══ Input rows

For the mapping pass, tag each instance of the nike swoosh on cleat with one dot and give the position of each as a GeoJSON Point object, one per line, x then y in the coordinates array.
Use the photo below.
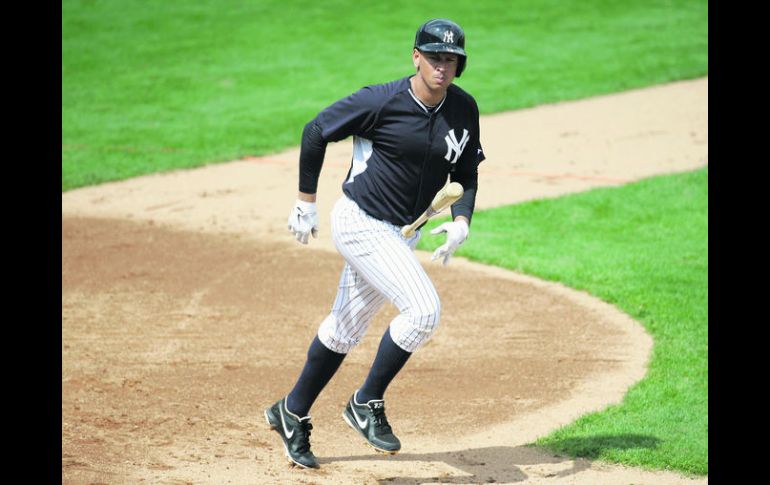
{"type": "Point", "coordinates": [283, 422]}
{"type": "Point", "coordinates": [361, 424]}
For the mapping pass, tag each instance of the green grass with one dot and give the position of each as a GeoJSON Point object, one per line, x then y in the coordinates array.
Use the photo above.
{"type": "Point", "coordinates": [643, 248]}
{"type": "Point", "coordinates": [150, 86]}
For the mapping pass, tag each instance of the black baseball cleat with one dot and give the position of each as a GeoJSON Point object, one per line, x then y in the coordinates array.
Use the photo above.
{"type": "Point", "coordinates": [370, 421]}
{"type": "Point", "coordinates": [295, 433]}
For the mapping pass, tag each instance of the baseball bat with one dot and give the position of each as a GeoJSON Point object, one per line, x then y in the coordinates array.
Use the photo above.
{"type": "Point", "coordinates": [443, 199]}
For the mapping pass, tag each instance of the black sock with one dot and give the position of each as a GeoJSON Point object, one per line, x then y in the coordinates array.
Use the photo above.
{"type": "Point", "coordinates": [388, 362]}
{"type": "Point", "coordinates": [319, 368]}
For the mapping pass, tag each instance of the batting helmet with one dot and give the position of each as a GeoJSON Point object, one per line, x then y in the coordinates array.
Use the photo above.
{"type": "Point", "coordinates": [442, 35]}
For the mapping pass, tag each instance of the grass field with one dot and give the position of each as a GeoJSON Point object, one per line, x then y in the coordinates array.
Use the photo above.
{"type": "Point", "coordinates": [154, 86]}
{"type": "Point", "coordinates": [643, 248]}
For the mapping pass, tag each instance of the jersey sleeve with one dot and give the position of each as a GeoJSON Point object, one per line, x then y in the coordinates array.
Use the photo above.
{"type": "Point", "coordinates": [352, 115]}
{"type": "Point", "coordinates": [466, 172]}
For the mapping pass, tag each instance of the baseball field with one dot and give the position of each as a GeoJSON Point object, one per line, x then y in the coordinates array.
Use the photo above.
{"type": "Point", "coordinates": [574, 336]}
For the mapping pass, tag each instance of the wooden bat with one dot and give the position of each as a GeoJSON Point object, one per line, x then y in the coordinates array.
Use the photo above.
{"type": "Point", "coordinates": [443, 199]}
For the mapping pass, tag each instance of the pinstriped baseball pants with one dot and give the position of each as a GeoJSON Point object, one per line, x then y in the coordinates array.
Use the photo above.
{"type": "Point", "coordinates": [380, 266]}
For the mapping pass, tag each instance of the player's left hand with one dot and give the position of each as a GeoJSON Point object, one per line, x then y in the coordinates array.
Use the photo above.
{"type": "Point", "coordinates": [303, 220]}
{"type": "Point", "coordinates": [456, 233]}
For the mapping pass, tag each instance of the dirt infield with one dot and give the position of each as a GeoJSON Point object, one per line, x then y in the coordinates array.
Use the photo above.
{"type": "Point", "coordinates": [187, 309]}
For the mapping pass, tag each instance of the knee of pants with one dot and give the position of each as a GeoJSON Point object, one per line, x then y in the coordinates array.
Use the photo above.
{"type": "Point", "coordinates": [341, 336]}
{"type": "Point", "coordinates": [411, 330]}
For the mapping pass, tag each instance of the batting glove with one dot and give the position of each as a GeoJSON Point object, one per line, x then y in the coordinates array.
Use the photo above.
{"type": "Point", "coordinates": [456, 233]}
{"type": "Point", "coordinates": [303, 220]}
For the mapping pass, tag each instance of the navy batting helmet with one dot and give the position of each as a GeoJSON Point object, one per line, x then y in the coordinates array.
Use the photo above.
{"type": "Point", "coordinates": [442, 35]}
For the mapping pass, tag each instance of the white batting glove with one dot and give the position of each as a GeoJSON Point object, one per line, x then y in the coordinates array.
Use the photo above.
{"type": "Point", "coordinates": [456, 233]}
{"type": "Point", "coordinates": [303, 220]}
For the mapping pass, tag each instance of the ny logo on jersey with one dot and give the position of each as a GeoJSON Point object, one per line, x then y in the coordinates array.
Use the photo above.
{"type": "Point", "coordinates": [454, 146]}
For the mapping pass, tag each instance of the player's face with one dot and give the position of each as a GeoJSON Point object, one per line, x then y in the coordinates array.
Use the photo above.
{"type": "Point", "coordinates": [437, 69]}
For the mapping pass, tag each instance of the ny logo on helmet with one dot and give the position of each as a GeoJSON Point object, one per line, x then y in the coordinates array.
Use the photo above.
{"type": "Point", "coordinates": [454, 146]}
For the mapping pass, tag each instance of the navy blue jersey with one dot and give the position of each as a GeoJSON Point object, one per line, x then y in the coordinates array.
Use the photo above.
{"type": "Point", "coordinates": [403, 151]}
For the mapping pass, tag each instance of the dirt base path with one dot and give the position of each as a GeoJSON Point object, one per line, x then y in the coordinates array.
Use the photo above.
{"type": "Point", "coordinates": [187, 309]}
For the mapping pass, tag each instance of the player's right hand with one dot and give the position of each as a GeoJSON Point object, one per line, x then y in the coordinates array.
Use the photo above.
{"type": "Point", "coordinates": [303, 220]}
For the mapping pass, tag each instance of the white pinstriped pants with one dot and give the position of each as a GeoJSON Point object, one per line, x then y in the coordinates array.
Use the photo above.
{"type": "Point", "coordinates": [380, 266]}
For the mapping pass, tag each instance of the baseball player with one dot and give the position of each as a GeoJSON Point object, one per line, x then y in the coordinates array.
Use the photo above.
{"type": "Point", "coordinates": [409, 137]}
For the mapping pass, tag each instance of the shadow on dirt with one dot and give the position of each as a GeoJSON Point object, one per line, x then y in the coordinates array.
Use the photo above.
{"type": "Point", "coordinates": [503, 464]}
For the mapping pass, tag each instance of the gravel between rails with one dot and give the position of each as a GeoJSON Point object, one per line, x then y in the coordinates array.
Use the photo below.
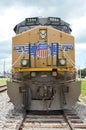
{"type": "Point", "coordinates": [10, 118]}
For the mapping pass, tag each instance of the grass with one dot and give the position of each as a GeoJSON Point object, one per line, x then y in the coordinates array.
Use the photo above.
{"type": "Point", "coordinates": [3, 81]}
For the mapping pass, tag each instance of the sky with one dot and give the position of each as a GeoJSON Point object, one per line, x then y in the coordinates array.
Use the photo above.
{"type": "Point", "coordinates": [14, 11]}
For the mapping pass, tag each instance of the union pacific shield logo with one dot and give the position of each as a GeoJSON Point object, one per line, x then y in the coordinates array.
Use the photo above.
{"type": "Point", "coordinates": [42, 50]}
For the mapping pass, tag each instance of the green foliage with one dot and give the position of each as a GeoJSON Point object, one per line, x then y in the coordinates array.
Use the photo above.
{"type": "Point", "coordinates": [83, 88]}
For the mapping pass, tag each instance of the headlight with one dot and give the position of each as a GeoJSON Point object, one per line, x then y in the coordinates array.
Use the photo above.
{"type": "Point", "coordinates": [24, 62]}
{"type": "Point", "coordinates": [43, 34]}
{"type": "Point", "coordinates": [62, 61]}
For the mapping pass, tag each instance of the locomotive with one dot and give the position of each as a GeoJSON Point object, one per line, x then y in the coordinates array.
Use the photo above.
{"type": "Point", "coordinates": [43, 65]}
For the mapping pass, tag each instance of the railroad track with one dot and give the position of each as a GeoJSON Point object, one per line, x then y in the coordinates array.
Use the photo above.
{"type": "Point", "coordinates": [3, 88]}
{"type": "Point", "coordinates": [67, 120]}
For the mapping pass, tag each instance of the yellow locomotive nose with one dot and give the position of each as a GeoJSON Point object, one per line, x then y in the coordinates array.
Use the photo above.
{"type": "Point", "coordinates": [43, 65]}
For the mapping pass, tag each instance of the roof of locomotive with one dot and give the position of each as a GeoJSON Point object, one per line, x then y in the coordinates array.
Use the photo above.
{"type": "Point", "coordinates": [32, 22]}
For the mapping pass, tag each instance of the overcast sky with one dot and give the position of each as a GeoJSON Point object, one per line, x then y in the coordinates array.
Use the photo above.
{"type": "Point", "coordinates": [14, 11]}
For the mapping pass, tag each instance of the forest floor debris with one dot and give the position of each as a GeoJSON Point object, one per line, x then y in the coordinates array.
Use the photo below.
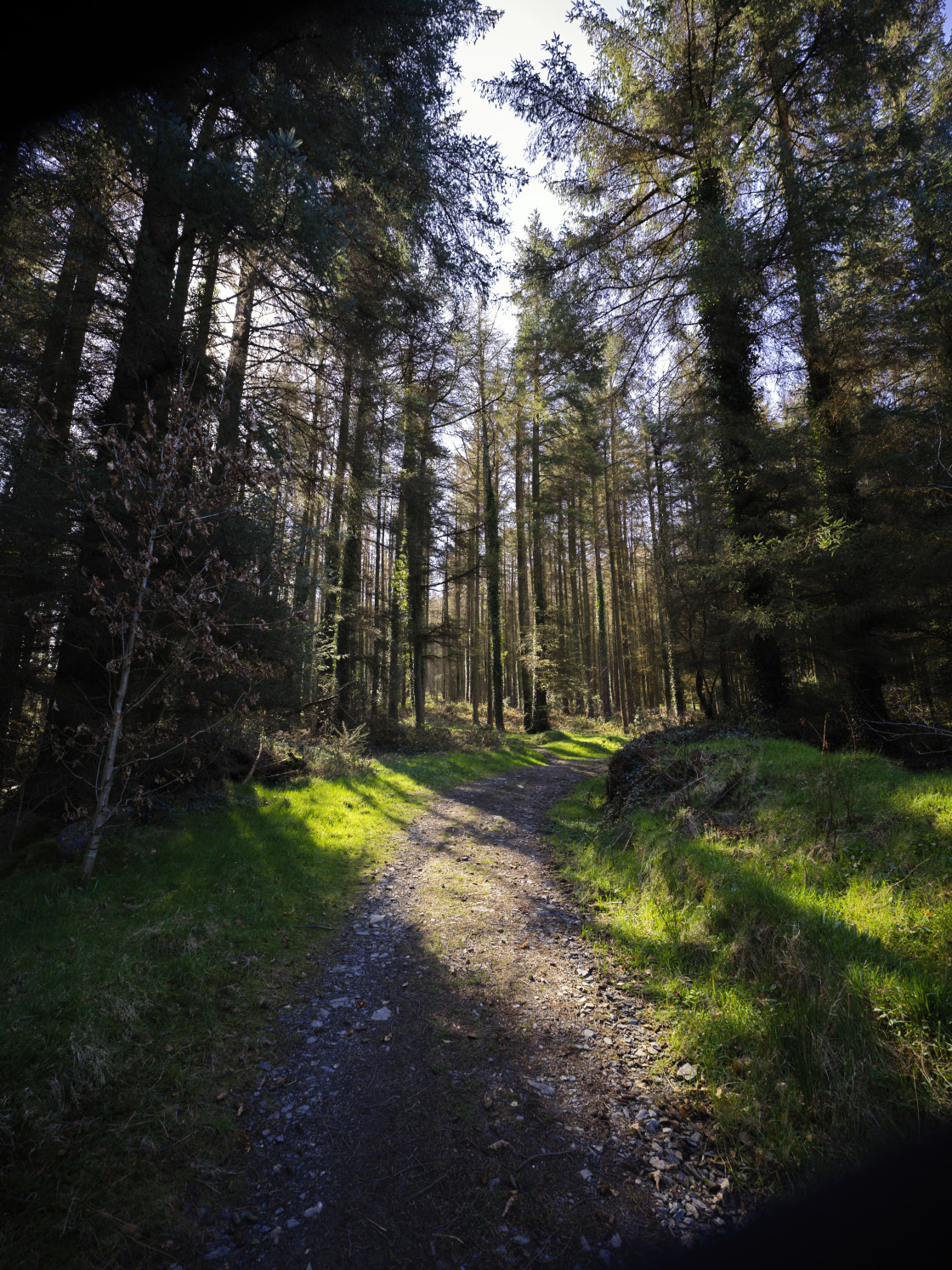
{"type": "Point", "coordinates": [470, 1085]}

════

→ **Brief**: Copy verbatim the span that begins at the line containing "For the mapping pass, tag each instance of the locomotive" and ends at the last line of the material, inclusive of both; exclude pictures.

→ **Answer to this exercise**:
For the mapping pass, tag each instance of the locomotive with one dot and give the position of each as a GeoJSON Point object, one per line, x then y in the coordinates array.
Use the photo above.
{"type": "Point", "coordinates": [43, 65]}
For the mapping pass, tag each instance of the railroad track with one dot and give the position of each as a GeoJSON Point object, one per line, x then y in the coordinates array.
Use the photo above.
{"type": "Point", "coordinates": [3, 88]}
{"type": "Point", "coordinates": [67, 120]}
For the mapping pass, tag each instance of the yellow locomotive nose with one dot and give the position of each as a GeoJSON Point object, one per line, x then y in the coordinates array.
Use the photo above.
{"type": "Point", "coordinates": [43, 65]}
For the mapping pass, tag each instance of the roof of locomotive with one dot and give the position of each as a GeoJSON Point object, one per line, x then y in the coordinates array.
Use the photo above.
{"type": "Point", "coordinates": [32, 22]}
For the mapping pass, tag each instance of the overcast sky with one dot and give the position of each as a GeoJSON Point object, one per line, x then y in the coordinates array.
Use the photo above.
{"type": "Point", "coordinates": [14, 11]}
For the mapping pass, tag each instance of the forest floor debris with one dot and give the position of each as a GeoJSON Point object, one per line, x then y in the coordinates array.
Use the photo below.
{"type": "Point", "coordinates": [470, 1085]}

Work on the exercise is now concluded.